··· Document

How Katherine was tamed by Petruccio:

 

The taming of the shrew is one of the Shakespeare’s comedies, it was written approximately in 1593; in the Early Modern English when in England was Queen Elizabeth at the throne, the last Tudor king. In literature the Humanism is feasible. We can notice that in Renaissance there is a rebirth of the learning and of the free enquiring. It is the time when drama raises because it is by oral transmission.

 

When the reader reads this comedy can find something that really impacts him or her. This is the character of Katherine. Nowadays, this comedy can be interpreted not as good as in its age. In Elizabeth Age women has to be submitted to their husbands because religion said.

 

‘The wife's subordinate status was based on religious conceptions of hierarchy. The Book of Common Prayer directs the priest to read, to the newly married pair, a homily which quotes the well-known passage of St. Paul (Ephesians, 5: 22-5)’ [i]

 

 

Katherine is Baptista’s first daughter and Bianca’s sister. Katherine has irritable, obstinate and a shrewish. She insults her father and tortures her sister. When Petruccio appeared and declares his love for her she insults him, but he finally achieved that her father accept their marriage (he did not know that Katherine had not accept Petruccio). But when Katherine insults somebody she speaks in an eloquent way.

······
··· Extracted records

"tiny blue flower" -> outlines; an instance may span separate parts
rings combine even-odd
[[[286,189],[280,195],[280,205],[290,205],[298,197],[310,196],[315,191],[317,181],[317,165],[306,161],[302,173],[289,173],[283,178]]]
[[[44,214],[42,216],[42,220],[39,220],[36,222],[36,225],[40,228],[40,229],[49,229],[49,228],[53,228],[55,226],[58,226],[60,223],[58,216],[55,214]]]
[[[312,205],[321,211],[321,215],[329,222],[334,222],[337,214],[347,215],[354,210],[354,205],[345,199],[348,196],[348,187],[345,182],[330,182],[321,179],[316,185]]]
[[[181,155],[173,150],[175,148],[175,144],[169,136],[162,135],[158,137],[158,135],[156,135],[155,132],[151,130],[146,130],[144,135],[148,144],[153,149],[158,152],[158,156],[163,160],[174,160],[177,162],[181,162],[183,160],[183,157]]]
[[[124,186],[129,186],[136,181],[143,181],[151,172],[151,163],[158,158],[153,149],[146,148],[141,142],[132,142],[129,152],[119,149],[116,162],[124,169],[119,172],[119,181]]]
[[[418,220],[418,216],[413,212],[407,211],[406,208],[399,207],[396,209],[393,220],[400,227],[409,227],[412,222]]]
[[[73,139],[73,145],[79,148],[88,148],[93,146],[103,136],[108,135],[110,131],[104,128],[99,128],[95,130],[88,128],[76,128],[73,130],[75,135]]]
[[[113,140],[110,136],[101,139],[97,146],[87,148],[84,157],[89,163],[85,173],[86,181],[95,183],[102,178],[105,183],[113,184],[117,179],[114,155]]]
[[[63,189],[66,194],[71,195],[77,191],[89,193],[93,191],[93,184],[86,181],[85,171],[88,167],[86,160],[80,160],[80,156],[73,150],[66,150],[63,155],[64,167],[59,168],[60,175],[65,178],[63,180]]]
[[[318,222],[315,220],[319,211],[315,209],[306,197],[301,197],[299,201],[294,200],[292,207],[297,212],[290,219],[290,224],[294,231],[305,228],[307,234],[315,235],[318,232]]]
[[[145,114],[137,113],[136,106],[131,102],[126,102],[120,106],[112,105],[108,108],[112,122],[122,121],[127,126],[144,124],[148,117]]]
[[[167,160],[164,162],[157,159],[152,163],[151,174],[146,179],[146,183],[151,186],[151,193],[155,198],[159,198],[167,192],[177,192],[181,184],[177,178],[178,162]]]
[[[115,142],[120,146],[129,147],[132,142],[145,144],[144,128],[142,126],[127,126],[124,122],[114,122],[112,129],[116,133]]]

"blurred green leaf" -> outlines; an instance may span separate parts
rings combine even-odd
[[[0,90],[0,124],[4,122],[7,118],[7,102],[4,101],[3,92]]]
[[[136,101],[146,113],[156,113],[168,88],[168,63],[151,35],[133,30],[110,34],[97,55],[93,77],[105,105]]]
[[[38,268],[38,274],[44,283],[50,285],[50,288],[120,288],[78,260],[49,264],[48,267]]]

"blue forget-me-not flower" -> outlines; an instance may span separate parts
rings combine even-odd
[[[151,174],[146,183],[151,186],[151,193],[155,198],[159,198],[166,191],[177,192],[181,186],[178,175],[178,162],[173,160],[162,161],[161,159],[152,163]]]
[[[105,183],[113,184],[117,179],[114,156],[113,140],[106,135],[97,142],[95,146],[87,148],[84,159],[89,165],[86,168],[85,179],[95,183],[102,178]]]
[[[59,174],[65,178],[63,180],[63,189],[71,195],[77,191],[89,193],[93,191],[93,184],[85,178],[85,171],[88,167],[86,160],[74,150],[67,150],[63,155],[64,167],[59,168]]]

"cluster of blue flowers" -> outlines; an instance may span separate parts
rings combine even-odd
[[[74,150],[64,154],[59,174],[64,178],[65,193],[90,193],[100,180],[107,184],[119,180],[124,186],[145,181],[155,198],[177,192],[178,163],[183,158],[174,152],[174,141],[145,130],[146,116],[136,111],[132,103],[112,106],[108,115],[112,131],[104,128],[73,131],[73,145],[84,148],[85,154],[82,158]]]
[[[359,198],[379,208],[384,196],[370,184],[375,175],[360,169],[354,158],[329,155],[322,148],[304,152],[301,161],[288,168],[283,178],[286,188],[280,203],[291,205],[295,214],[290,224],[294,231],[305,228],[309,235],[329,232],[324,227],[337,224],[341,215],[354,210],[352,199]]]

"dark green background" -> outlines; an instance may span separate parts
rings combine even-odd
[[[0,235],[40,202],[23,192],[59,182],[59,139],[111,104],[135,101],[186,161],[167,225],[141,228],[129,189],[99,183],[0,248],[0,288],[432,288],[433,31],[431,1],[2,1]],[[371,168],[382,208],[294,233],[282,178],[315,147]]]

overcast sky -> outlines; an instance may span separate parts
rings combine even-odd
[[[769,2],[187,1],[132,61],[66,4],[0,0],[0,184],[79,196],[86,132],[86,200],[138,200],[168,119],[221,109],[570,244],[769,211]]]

······

_To be done_.
1/ Reproduce a passage from the essay on The Taming of the Shrew: begin at the words "Katherine is Baptista’s" and stop after "an eloquent way.".
2/ Answer these questions using the essay on The Taming of the Shrew.
(a) In approximately what year was the comedy written?
(b) Which passage of St. Paul does the homily in the Book of Common Prayer quote?
(c) Whose daughter and whose sister is Katherine?
These entries have no connection to the essay on The Taming of the Shrew.

_Expected responses_.
1/
Katherine is Baptista’s first daughter and Bianca’s sister. Katherine has irritable, obstinate and a shrewish. She insults her father and tortures her sister. When Petruccio appeared and declares his love for her she insults him, but he finally achieved that her father accept their marriage (he did not know that Katherine had not accept Petruccio). But when Katherine insults somebody she speaks in an eloquent way.

2/
(a) 1593
(b) Ephesians, 5: 22-5
(c) She is Baptista's first daughter and Bianca's sister.